Entries from a dataset
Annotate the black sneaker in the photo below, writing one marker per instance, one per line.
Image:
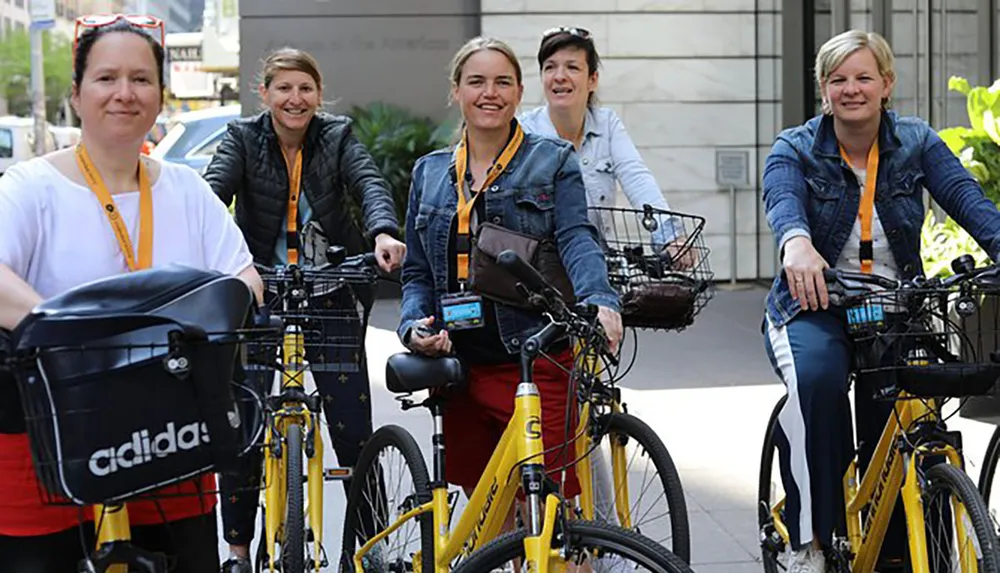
(237, 565)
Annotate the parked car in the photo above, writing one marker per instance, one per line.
(66, 136)
(193, 137)
(17, 140)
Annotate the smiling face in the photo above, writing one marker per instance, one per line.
(119, 95)
(856, 89)
(566, 80)
(293, 97)
(488, 90)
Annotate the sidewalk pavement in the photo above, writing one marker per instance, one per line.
(707, 392)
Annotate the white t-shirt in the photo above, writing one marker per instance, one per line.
(884, 262)
(55, 236)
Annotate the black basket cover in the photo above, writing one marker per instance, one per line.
(126, 381)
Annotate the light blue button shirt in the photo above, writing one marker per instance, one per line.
(608, 158)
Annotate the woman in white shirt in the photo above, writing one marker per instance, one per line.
(95, 211)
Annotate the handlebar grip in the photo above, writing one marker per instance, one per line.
(522, 271)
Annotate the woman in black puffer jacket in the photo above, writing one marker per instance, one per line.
(291, 160)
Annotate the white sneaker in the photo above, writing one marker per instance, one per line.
(807, 560)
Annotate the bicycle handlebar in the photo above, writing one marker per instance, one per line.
(547, 299)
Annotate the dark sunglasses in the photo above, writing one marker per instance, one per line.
(578, 32)
(100, 20)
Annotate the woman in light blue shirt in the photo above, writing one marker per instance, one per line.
(568, 60)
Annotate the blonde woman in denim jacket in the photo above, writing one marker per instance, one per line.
(813, 180)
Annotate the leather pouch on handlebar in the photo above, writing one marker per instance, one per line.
(659, 305)
(492, 281)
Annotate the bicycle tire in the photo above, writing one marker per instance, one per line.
(989, 469)
(769, 557)
(386, 437)
(632, 427)
(962, 487)
(293, 545)
(585, 535)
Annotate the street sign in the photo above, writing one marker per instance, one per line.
(732, 167)
(43, 14)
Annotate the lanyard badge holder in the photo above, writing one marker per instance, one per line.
(464, 310)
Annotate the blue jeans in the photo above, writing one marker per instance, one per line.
(813, 356)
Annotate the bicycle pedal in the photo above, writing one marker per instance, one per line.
(336, 474)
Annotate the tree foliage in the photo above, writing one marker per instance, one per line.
(15, 71)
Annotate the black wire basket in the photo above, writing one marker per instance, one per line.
(928, 342)
(128, 384)
(327, 310)
(659, 264)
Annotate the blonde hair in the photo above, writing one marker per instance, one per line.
(290, 59)
(479, 44)
(840, 47)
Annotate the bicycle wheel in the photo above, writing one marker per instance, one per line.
(389, 480)
(944, 490)
(986, 477)
(293, 543)
(656, 505)
(606, 548)
(770, 492)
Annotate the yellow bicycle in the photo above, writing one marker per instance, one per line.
(391, 492)
(293, 501)
(909, 346)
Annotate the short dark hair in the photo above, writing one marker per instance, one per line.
(90, 37)
(552, 43)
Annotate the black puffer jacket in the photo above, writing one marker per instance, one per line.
(249, 165)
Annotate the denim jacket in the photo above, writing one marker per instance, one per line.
(809, 190)
(541, 193)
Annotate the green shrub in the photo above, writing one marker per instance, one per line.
(978, 147)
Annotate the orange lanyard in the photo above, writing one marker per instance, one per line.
(465, 207)
(866, 210)
(294, 178)
(96, 185)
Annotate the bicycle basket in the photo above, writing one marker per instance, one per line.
(126, 382)
(659, 264)
(326, 309)
(926, 342)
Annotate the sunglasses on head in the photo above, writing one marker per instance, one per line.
(578, 32)
(101, 20)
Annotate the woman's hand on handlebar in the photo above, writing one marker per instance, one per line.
(804, 272)
(611, 321)
(389, 252)
(422, 342)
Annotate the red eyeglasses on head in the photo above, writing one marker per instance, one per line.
(101, 20)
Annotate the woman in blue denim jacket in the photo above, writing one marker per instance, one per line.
(813, 182)
(524, 183)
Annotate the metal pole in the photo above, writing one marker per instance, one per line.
(732, 235)
(38, 90)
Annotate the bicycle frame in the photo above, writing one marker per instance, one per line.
(293, 409)
(584, 473)
(893, 471)
(493, 497)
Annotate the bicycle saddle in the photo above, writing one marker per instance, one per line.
(408, 372)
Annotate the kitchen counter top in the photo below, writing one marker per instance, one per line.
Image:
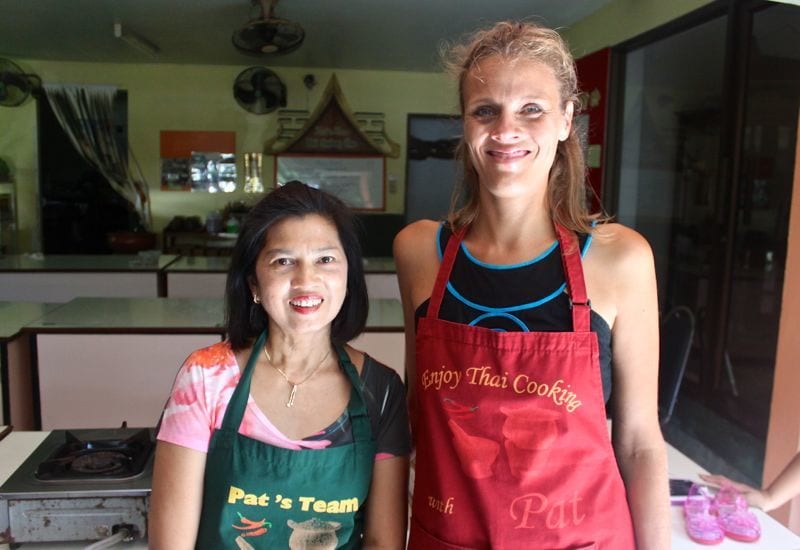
(143, 315)
(200, 264)
(15, 315)
(774, 536)
(83, 262)
(112, 315)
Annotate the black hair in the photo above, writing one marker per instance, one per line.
(245, 320)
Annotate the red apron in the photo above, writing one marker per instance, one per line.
(512, 445)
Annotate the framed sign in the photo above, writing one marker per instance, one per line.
(198, 161)
(356, 179)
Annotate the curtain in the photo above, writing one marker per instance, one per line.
(86, 115)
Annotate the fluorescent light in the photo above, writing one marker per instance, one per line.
(135, 41)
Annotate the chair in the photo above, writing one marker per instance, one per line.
(677, 331)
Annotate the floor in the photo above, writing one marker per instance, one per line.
(715, 443)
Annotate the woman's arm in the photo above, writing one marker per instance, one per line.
(387, 506)
(177, 497)
(417, 263)
(785, 487)
(638, 443)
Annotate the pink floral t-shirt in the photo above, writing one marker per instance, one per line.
(206, 381)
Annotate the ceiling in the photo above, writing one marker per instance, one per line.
(345, 34)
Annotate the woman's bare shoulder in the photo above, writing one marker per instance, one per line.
(415, 242)
(619, 248)
(415, 232)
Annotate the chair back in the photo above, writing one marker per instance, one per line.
(676, 333)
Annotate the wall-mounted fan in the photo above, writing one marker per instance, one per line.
(15, 85)
(259, 90)
(268, 34)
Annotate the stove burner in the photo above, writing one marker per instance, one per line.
(97, 459)
(100, 462)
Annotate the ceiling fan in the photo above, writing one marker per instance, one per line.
(259, 90)
(268, 35)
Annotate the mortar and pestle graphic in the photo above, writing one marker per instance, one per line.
(313, 534)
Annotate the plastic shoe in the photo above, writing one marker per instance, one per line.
(701, 524)
(734, 515)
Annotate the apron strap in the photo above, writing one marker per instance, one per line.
(234, 412)
(356, 408)
(573, 272)
(448, 259)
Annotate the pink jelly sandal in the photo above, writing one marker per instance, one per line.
(701, 525)
(734, 515)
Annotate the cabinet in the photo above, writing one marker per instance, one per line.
(8, 217)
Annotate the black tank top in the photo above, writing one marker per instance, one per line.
(527, 296)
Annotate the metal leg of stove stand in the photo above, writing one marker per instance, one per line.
(731, 377)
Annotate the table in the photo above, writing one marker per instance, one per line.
(16, 371)
(60, 278)
(774, 536)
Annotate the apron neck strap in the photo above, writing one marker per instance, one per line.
(357, 407)
(448, 259)
(573, 272)
(234, 412)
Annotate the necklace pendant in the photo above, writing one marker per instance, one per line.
(290, 402)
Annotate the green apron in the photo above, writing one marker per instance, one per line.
(256, 495)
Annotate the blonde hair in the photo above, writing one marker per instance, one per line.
(566, 187)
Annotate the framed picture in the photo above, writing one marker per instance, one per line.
(198, 161)
(359, 180)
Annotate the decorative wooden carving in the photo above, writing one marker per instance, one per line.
(331, 129)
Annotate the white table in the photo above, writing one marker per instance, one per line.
(774, 536)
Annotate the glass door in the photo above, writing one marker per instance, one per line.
(760, 216)
(704, 166)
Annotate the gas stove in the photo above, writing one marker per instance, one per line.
(80, 485)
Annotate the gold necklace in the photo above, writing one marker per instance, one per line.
(294, 385)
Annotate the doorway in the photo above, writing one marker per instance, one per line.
(704, 157)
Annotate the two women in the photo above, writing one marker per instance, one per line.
(521, 312)
(523, 315)
(283, 435)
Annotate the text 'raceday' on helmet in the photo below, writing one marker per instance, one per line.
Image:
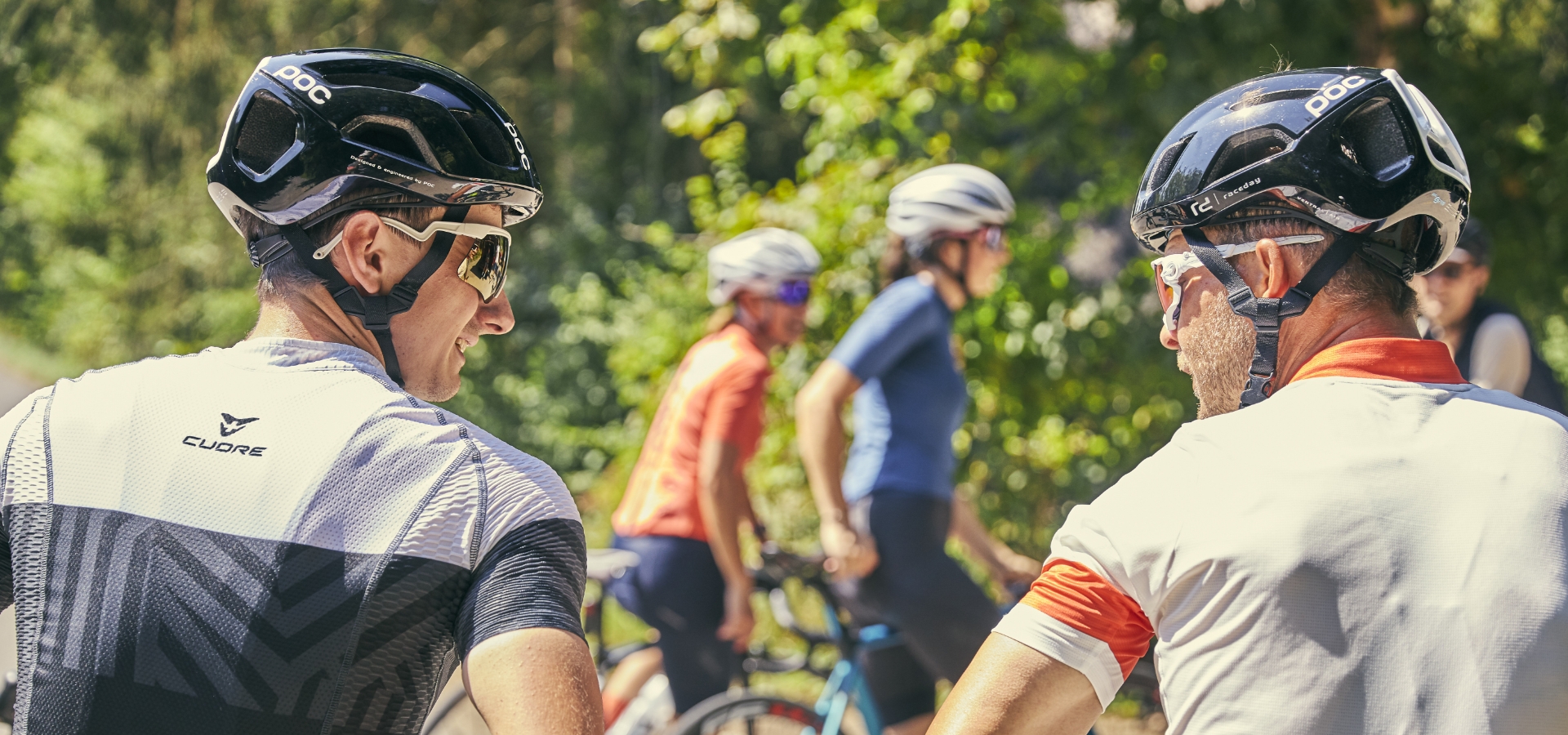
(1355, 151)
(322, 132)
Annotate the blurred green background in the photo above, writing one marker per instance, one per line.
(664, 127)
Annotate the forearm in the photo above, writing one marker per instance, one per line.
(535, 682)
(821, 436)
(724, 503)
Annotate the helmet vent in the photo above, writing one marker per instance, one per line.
(1165, 165)
(376, 80)
(1247, 148)
(392, 135)
(487, 136)
(1374, 140)
(267, 132)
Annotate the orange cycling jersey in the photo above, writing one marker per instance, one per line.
(715, 395)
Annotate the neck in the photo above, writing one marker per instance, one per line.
(313, 315)
(946, 286)
(1308, 334)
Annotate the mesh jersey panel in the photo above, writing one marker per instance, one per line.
(264, 540)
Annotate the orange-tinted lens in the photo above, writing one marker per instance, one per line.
(485, 269)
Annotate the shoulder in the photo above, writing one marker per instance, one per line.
(905, 296)
(521, 489)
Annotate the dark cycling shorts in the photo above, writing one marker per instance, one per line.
(679, 591)
(920, 590)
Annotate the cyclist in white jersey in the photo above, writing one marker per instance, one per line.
(284, 537)
(1370, 544)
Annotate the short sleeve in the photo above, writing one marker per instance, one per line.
(898, 320)
(22, 474)
(1501, 354)
(1089, 608)
(533, 559)
(734, 408)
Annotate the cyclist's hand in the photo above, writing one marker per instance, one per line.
(849, 554)
(737, 617)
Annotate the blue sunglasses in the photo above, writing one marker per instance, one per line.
(794, 292)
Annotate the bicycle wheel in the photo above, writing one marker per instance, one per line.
(746, 714)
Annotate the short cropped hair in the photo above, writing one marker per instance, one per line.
(1358, 286)
(287, 276)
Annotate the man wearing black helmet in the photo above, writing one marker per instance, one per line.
(283, 537)
(1352, 540)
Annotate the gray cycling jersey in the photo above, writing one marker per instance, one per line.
(265, 540)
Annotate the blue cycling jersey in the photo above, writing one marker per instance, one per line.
(911, 399)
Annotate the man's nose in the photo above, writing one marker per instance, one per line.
(496, 317)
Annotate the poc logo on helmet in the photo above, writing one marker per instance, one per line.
(1332, 93)
(306, 83)
(518, 141)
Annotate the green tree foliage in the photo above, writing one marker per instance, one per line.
(668, 126)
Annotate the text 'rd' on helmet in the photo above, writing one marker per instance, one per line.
(323, 131)
(1353, 149)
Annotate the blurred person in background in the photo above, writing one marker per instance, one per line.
(886, 516)
(687, 496)
(1489, 342)
(286, 535)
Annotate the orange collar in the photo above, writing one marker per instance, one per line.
(1385, 359)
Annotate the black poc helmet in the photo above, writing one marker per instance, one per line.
(1355, 151)
(1352, 149)
(322, 132)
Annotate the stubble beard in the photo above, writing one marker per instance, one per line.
(1217, 353)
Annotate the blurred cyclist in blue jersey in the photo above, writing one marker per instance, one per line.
(886, 516)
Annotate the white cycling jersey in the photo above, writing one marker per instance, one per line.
(1375, 549)
(270, 538)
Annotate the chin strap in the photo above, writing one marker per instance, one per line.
(373, 310)
(1269, 314)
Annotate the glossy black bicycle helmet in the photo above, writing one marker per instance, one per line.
(322, 132)
(1352, 149)
(1355, 151)
(318, 131)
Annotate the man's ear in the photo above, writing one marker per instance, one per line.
(1274, 278)
(358, 257)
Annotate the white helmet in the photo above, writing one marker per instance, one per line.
(951, 198)
(758, 259)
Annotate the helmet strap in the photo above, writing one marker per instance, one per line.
(1267, 314)
(375, 312)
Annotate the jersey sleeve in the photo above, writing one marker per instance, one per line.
(1092, 605)
(22, 474)
(532, 561)
(903, 315)
(734, 409)
(1501, 354)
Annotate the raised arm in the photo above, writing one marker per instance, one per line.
(1013, 688)
(535, 682)
(819, 428)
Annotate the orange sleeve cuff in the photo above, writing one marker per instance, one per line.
(1084, 600)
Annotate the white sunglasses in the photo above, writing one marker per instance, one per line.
(1170, 269)
(483, 269)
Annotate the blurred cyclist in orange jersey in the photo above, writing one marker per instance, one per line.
(687, 496)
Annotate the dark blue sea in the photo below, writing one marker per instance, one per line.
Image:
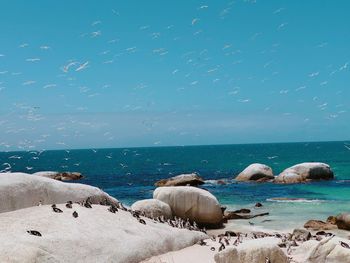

**Your task**: Print the rows above exactly as they appear, beginning at the line that contains "Annotate the orange-tinted" and ending after the line that contains "(1385, 359)".

**Exercise output**:
Annotate the orange-tinted lens in the photo above, writing one marker per instance, one per line.
(485, 269)
Annotate the shoulder in the photo above, writing one marker per instance, one per line.
(905, 296)
(521, 489)
Annotate the dark cycling shorts in the photo above, writing one marker per instance, one per line.
(679, 591)
(920, 590)
Annotate the cyclist in white jersey in the photo above, writing one marker per instance, one per line.
(284, 537)
(1370, 544)
Annotate the short sleeve in the photo above, writing one marker per instance, one per line.
(898, 320)
(22, 474)
(1501, 354)
(1089, 608)
(533, 559)
(734, 408)
Annotate the cyclist's hand in the photo above, writing one marker per instance, one per line.
(849, 554)
(737, 617)
Annotate the blue sunglasses in the photo above, writing one marker per instance, one per line.
(794, 292)
Annotate the bicycle wheel in the photo above, writing one marker per instance, one per line.
(746, 714)
Annotate the short cropped hair in the photo above, writing one marker per instance, one per line.
(1358, 286)
(287, 276)
Annotate the man wearing black helmet in the photo above, writing one marker per instance, one per line.
(283, 537)
(1352, 540)
Annotate the gray cycling jersey in the photo above, writing one marker per instance, one per line.
(265, 540)
Annotate the blue cycling jersey in the photo above, writing one marker per instance, one per line.
(911, 399)
Annotate the man's nose in the photo above, writing one marker per instance, one per line.
(496, 317)
Annotate the poc logo on helmet in the photo above, writing one marker per instance, one per line.
(1332, 93)
(306, 83)
(518, 141)
Annotate the green tree foliage in the photo above, writing one marker per instance, one per line.
(668, 126)
Annotate the text 'rd' on helmet in the photo above, writing one marker per instance, one per line.
(323, 131)
(1353, 149)
Annotate the blurred person in background in the photo above, writing one marker per instance, one per line.
(886, 516)
(687, 496)
(1489, 342)
(286, 535)
Annotate the orange collar in the photo above, writing one marker per instance, one per line.
(1385, 359)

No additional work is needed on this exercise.